→ TASK DATA
--------
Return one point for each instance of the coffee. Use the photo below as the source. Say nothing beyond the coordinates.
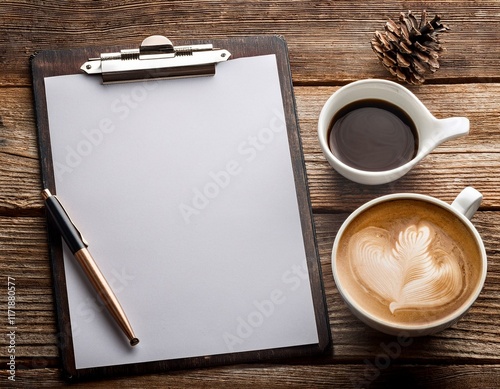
(373, 135)
(408, 262)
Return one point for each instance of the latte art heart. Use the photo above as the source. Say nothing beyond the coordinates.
(414, 271)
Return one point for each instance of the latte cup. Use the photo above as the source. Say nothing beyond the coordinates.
(410, 264)
(355, 154)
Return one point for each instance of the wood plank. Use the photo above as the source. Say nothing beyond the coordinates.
(361, 375)
(329, 41)
(24, 256)
(470, 160)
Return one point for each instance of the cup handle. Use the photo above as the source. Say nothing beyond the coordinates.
(467, 202)
(451, 128)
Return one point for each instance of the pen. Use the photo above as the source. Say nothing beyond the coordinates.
(78, 247)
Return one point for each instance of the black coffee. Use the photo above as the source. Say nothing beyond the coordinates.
(373, 135)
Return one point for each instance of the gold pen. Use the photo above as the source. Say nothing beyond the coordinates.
(78, 247)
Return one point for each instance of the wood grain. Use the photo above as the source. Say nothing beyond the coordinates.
(24, 256)
(470, 160)
(329, 47)
(329, 40)
(361, 375)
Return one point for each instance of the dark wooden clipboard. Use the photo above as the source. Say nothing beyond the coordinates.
(63, 62)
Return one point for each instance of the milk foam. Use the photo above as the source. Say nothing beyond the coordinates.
(414, 266)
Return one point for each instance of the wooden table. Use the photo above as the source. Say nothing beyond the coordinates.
(329, 47)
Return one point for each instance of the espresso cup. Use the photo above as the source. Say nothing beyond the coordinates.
(409, 263)
(374, 131)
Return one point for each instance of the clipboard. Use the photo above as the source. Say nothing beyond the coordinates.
(47, 64)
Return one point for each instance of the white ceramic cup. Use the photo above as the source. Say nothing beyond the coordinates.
(463, 208)
(431, 131)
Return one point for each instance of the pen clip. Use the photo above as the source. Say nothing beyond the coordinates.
(84, 241)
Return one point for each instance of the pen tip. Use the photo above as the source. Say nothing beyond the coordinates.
(46, 194)
(134, 341)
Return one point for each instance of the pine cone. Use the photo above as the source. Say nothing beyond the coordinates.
(409, 49)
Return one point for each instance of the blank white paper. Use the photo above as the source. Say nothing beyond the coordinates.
(185, 192)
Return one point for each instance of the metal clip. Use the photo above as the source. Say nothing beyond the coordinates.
(156, 58)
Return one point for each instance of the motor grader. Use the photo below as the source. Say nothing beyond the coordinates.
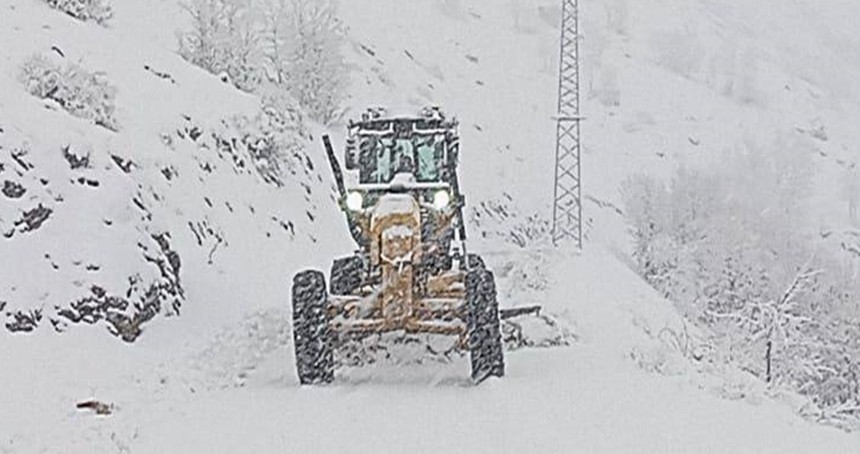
(411, 272)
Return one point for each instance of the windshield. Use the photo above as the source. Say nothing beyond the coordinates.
(381, 158)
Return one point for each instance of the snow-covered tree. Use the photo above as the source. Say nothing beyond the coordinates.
(268, 45)
(223, 40)
(302, 42)
(733, 248)
(83, 93)
(86, 10)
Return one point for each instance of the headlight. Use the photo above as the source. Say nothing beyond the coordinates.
(354, 201)
(441, 199)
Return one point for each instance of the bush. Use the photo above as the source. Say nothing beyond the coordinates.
(82, 93)
(733, 248)
(98, 11)
(265, 45)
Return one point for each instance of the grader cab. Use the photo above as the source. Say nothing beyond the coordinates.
(411, 272)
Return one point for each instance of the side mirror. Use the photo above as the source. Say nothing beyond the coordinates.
(351, 156)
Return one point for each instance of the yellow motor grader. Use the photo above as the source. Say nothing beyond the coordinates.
(411, 272)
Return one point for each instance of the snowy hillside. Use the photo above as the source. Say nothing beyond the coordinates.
(178, 228)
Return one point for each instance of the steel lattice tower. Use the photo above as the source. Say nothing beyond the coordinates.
(567, 202)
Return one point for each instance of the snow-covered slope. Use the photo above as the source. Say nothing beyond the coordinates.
(665, 81)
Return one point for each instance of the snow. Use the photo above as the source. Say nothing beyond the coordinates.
(666, 82)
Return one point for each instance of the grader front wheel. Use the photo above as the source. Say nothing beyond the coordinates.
(311, 332)
(485, 337)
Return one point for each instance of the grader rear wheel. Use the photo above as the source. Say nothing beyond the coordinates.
(485, 337)
(311, 332)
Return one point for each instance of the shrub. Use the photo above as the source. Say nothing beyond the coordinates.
(265, 45)
(98, 11)
(80, 92)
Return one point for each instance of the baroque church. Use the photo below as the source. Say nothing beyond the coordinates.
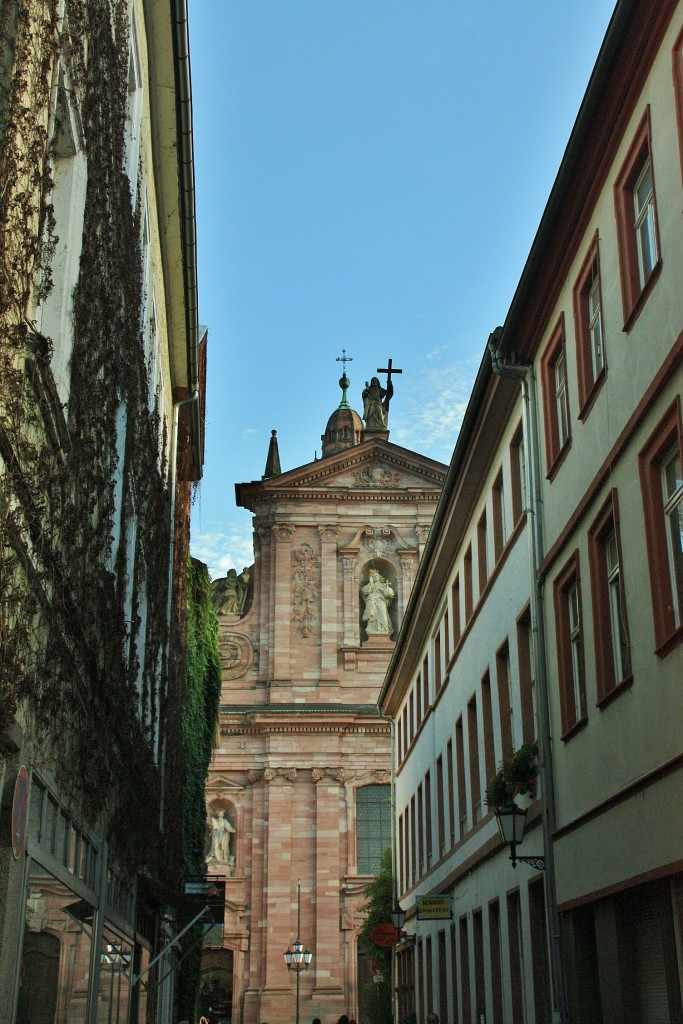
(300, 785)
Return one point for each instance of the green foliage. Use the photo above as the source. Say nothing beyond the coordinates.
(378, 911)
(70, 667)
(200, 714)
(515, 776)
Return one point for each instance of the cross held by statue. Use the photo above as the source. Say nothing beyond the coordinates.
(388, 370)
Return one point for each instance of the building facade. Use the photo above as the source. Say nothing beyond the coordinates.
(591, 348)
(100, 437)
(303, 770)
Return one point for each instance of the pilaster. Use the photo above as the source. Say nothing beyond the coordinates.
(329, 602)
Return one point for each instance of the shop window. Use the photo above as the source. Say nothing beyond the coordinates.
(662, 483)
(569, 646)
(612, 655)
(589, 330)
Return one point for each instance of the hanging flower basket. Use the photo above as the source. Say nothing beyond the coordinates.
(516, 776)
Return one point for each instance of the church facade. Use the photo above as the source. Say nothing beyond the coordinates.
(302, 774)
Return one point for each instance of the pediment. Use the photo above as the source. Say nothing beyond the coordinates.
(220, 785)
(372, 467)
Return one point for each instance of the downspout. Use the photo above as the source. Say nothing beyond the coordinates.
(523, 373)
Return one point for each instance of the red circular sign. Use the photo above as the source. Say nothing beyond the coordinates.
(384, 935)
(19, 811)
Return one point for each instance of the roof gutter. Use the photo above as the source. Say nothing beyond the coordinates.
(187, 216)
(572, 155)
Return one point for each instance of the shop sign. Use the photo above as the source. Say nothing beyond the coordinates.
(19, 811)
(434, 908)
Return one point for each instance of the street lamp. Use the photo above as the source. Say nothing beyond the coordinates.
(298, 958)
(398, 916)
(511, 822)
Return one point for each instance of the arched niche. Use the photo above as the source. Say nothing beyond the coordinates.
(221, 835)
(387, 573)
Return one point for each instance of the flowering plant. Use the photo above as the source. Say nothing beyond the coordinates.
(515, 776)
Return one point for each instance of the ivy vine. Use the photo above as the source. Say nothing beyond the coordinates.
(70, 668)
--------
→ TASK STATEMENT
Exclude all images, then retype the records above without alteration.

→ OUTPUT OF THE TASK
Return one point for each instance of the coffee. Use the photo below as the source. Say nothing beyond the coordinates.
(373, 135)
(408, 262)
Return one point for each instance of the latte art heart. Use the photo above as the source. Say nothing beyond the coordinates.
(414, 271)
Return one point for each instance of the latte cup. Use the photo above as the source. Say nothing beyond the coordinates.
(410, 264)
(355, 154)
Return one point for each instance of the wood plank. Use the photo above as the source. Say nothing beyond the coordinates.
(361, 375)
(329, 41)
(24, 256)
(470, 160)
Return one point for each instance of the cup handle. Use the photo above as the source. Say nothing beyond the coordinates.
(467, 202)
(451, 128)
Return one point for each instance of the pen. Use the photo above as the source. Say nothing beyond the coordinates.
(78, 247)
Return one point for each instance of the black coffee. Use the photo above as the source. Say nothing beyond the coordinates.
(373, 135)
Return one point for each instance of the gold pen. Use the photo above as the source. Say nothing beyond the coordinates.
(78, 247)
Return one point for each instance of the wood grain. Use the photo above as the source. Say nothing beyond the coordinates.
(24, 256)
(470, 160)
(329, 47)
(329, 40)
(361, 375)
Return one point for each instance of the dark wooden clipboard. Use the photo above as the source. Say nothing beyond the coordinates.
(63, 62)
Return one point for each instance of the milk foam. Use the photo above as the source. Say nothing beyond the coordinates.
(414, 266)
Return one point for each instance of the wooden table. Use the photo above as the source. Say nothing beyond the coordinates.
(329, 47)
Return one point for each instance of the espresso cup. Use the photo above as the source. Say nothing beyond the coordinates.
(409, 263)
(374, 131)
Return one point for each instance of the clipboard. Use the photo above as the source. Say nothing beyond the coordinates.
(47, 64)
Return one point for each instance of the white ceramic cup. Use the photo above as the source. Say nothing beyond the coordinates.
(463, 208)
(431, 131)
Return one point for each instance of the pen clip. Use the photo above as the source. Say nothing beyond the coordinates.
(84, 241)
Return one point for each instance of the pen tip. Use the photo above as the source. Say nothing beyond the coordinates.
(46, 194)
(134, 341)
Return one point for each instance of the pine cone. Use the photo above as the source. Say nothing beyond the coordinates.
(409, 49)
Return one point for each instance of the blank white paper. Use the photo above as the source. Say nothing beyond the coordinates.
(185, 192)
Return one point for each instance of the metal clip. Use the photo above as the source. Say nothing beyond the coordinates.
(156, 58)
Return one point for each instance of the motor grader. Use the photo below as the source. Say nothing beyond the coordinates.
(411, 272)
Return one point for each instance of the windshield. Use the photo above as the source. Say nothing beyond the coordinates.
(381, 158)
Return one point for each instance of the snow-covered tree. Use the photo above as the source. Say nothing beyond the coordinates.
(268, 45)
(223, 40)
(302, 42)
(733, 248)
(83, 93)
(86, 10)
Return one point for each instance of the headlight. Use the photo above as the source. Say nothing beyond the coordinates.
(354, 201)
(441, 199)
Return one point for each instance of the bush. Use the photo above as the source. Say nothing beyond the coordinates.
(82, 93)
(733, 248)
(98, 11)
(265, 45)
Return one point for each instance of the grader cab. Use the photo above as the source. Say nothing beyond the coordinates.
(411, 272)
Return one point for each instance of the side mirror. Use the photo above as the source. Say nothing beyond the coordinates.
(351, 156)
Return one point for each instance of the yellow motor grader. Use the photo above as the source. Say nothing beyond the coordinates.
(411, 272)
Return one point for each instance of the snowy hillside. Use the photo above as the source. Say nothing beyond the coordinates.
(178, 228)
Return one point for each instance of the steel lattice tower. Use the photo above as the source. Say nothing beyond the coordinates.
(567, 202)
Return one point for each instance of the snow-covered slope. Use the photo above as the source. Say nothing beyond the coordinates.
(665, 81)
Return one point for each instance of the snow. Use the photo above as the source. Say nothing beyond the coordinates.
(666, 82)
Return one point for each instance of the grader front wheel. Use the photo above as the source. Say nothing beyond the coordinates.
(311, 332)
(485, 337)
Return one point for each instance of the grader rear wheel. Use the photo above as the source. Say nothing beyond the coordinates.
(485, 337)
(311, 332)
Return one point for each instance of the shrub. Use the photo above as the source. Say nothing beyond the coordinates.
(265, 45)
(98, 11)
(80, 92)
Return one point for each instance of the baroque church. Use the photo below as the source. Say nothing beyond the coordinates.
(300, 785)
Return one point for each instance of the green foliage. Use the photo above as the source. Say nothing beyond the coordinates.
(378, 911)
(70, 667)
(200, 714)
(515, 776)
Return one point for each instance of the cross held by statue. Use the photo above as the source. Say nothing beyond the coordinates.
(388, 370)
Return one point for each instance of the building facade. Use the photo above as the source. Say nothing beyond the coordinates.
(591, 348)
(100, 437)
(303, 770)
Return one point for each instance of the pilaster. Use the photo above as the source. Say nothing beyond the coordinates.
(329, 602)
Return one point for each instance of the shop window. Use the photo above as the source. Say nothing beyond the coordinates.
(662, 483)
(569, 646)
(612, 655)
(589, 330)
Return one point for each instance of the hanging flower basket. Use the photo above as the source. Say nothing beyond the coordinates.
(516, 776)
Return one point for each instance of the church facade. Use the photo above as the source. Say nothing beyond the coordinates.
(302, 774)
Return one point for each instance of the pediment. Use the photo above as the source. Say nothing beyond the coordinates.
(220, 785)
(372, 467)
Return one point for each instance of the downspout. Use the photo above as the source. Say nothing beyond the coordinates.
(523, 373)
Return one point for each instance of the red circular sign. Use the photo above as the source. Say nothing beyond the coordinates.
(384, 935)
(19, 811)
Return one point for each instance of the roof gutter. Use the photo above as the source. Say nothing beyond the coordinates.
(187, 216)
(572, 155)
Return one point for each instance of the shop sign. Use the photo above as the source. Say nothing beyond the coordinates.
(19, 811)
(434, 908)
Return one point for each instance of the street lamp. Use the photo above as the source. Say nothing beyond the coordinates.
(298, 958)
(398, 916)
(511, 822)
Return one point for each instance of the arched niche. Use the photo above as the source. Say nothing beyond the coordinates.
(221, 835)
(387, 573)
Return one point for each instance of the flowering plant. Use the photo above as the source. Say nothing beyond the coordinates.
(515, 776)
Return one point for each instance of the ivy vine. Use the photo above as the source. Say nothing beyond the coordinates.
(70, 668)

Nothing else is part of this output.